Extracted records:
════════

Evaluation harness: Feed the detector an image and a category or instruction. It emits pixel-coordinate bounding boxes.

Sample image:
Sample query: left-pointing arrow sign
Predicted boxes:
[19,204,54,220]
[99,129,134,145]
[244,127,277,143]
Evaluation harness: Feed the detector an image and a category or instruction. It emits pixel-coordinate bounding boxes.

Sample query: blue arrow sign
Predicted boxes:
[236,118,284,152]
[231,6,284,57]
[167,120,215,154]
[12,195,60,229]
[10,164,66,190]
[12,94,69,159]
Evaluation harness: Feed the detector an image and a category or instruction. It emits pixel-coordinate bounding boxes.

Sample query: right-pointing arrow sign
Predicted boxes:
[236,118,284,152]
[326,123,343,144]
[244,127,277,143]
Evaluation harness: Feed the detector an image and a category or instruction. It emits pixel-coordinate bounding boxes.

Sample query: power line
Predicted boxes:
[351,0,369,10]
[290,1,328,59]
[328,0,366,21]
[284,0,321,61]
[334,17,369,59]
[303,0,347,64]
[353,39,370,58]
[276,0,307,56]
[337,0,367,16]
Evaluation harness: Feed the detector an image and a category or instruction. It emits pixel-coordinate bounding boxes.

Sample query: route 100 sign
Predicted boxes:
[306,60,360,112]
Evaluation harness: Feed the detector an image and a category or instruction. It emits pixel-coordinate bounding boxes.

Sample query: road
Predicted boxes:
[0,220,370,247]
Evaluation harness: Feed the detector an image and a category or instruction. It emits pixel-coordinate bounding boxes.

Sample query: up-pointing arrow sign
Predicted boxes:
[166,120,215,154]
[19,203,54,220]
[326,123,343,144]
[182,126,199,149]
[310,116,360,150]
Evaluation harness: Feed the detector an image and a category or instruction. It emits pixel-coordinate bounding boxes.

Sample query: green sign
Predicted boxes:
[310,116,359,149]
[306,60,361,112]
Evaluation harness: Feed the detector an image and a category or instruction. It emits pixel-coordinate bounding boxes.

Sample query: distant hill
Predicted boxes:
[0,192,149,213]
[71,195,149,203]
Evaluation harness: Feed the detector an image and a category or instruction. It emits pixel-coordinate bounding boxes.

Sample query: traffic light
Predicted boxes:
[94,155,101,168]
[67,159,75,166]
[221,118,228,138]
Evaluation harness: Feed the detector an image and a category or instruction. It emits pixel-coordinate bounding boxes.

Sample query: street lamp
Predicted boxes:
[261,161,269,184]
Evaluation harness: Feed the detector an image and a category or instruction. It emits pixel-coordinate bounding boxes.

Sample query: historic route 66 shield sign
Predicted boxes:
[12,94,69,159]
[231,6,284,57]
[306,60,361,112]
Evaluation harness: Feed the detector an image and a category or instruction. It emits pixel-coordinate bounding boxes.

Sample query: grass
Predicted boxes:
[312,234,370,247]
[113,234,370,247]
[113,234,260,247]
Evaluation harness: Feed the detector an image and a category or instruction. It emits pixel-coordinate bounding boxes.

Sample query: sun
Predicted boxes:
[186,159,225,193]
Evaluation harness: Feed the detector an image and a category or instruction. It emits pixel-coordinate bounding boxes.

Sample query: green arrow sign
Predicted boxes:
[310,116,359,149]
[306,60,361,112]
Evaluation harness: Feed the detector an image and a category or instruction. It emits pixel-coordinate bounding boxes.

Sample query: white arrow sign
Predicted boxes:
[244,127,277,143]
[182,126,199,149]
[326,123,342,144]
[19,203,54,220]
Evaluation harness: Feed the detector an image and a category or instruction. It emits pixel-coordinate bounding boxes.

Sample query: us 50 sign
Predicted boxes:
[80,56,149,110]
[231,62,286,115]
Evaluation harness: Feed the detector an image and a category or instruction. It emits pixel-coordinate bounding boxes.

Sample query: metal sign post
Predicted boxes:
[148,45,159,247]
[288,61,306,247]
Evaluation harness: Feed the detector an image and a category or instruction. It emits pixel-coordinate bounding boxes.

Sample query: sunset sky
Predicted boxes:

════════

Exercise brief: Filter the extracted records above down to the lines that contain the string "route", copying each matching line in full. Treat case as significant.

Written solution:
Sample query: route 100 sign
Sample query: historic route 66 shield sign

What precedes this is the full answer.